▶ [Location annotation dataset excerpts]
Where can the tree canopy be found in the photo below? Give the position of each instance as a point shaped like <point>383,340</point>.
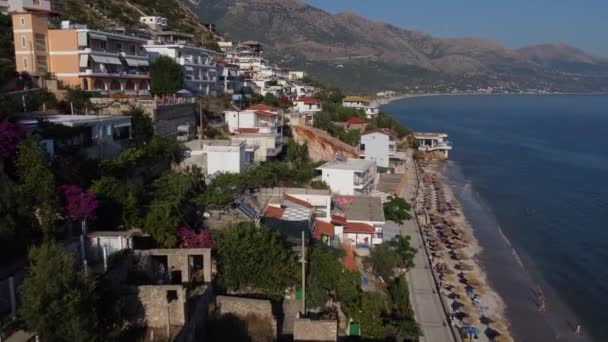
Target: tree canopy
<point>167,76</point>
<point>254,260</point>
<point>396,209</point>
<point>58,302</point>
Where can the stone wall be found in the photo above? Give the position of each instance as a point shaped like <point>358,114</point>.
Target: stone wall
<point>322,146</point>
<point>157,311</point>
<point>243,307</point>
<point>305,329</point>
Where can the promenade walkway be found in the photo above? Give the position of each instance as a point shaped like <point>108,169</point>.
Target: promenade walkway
<point>426,302</point>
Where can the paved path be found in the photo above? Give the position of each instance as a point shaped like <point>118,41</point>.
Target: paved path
<point>426,302</point>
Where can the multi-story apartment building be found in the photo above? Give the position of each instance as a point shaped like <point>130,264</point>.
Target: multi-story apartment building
<point>77,56</point>
<point>360,103</point>
<point>11,6</point>
<point>200,68</point>
<point>260,126</point>
<point>349,176</point>
<point>378,146</point>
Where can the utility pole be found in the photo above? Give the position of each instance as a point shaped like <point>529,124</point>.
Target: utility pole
<point>303,261</point>
<point>200,132</point>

▶ [Directive] Reproduce the material above line for line, without changing any wording, and leave out the pictures.

▶ [Result of this task]
Where can the tree canopy be found in the photo below? Give the position of each instance as a point shaped like <point>383,340</point>.
Target: tree canopy
<point>167,76</point>
<point>254,260</point>
<point>396,209</point>
<point>58,302</point>
Where can the stone wall be found in the photo above? Give the position of each instance as a point shaped like <point>358,114</point>.
Target: stone wall
<point>322,146</point>
<point>157,311</point>
<point>243,307</point>
<point>305,329</point>
Where can the promenade walkway be found in the photo above? Give the position of each instance as a point shaped like <point>108,169</point>.
Target: promenade walkway
<point>426,302</point>
Where can the paved path be found in the photo above? Give the position of each instance as a point shaped like <point>118,41</point>.
Target: paved path
<point>426,302</point>
Where can the multi-story apartment building be found in the photo above? Give the position of each instance as a point shaped like <point>130,264</point>.
Target: multi-story apartment building
<point>77,56</point>
<point>360,103</point>
<point>11,6</point>
<point>200,68</point>
<point>260,126</point>
<point>349,176</point>
<point>378,146</point>
Where can the utility pole be found in the photo above? Give the position of each instance as a point shaped like <point>529,124</point>.
Target: utility pole
<point>303,261</point>
<point>200,132</point>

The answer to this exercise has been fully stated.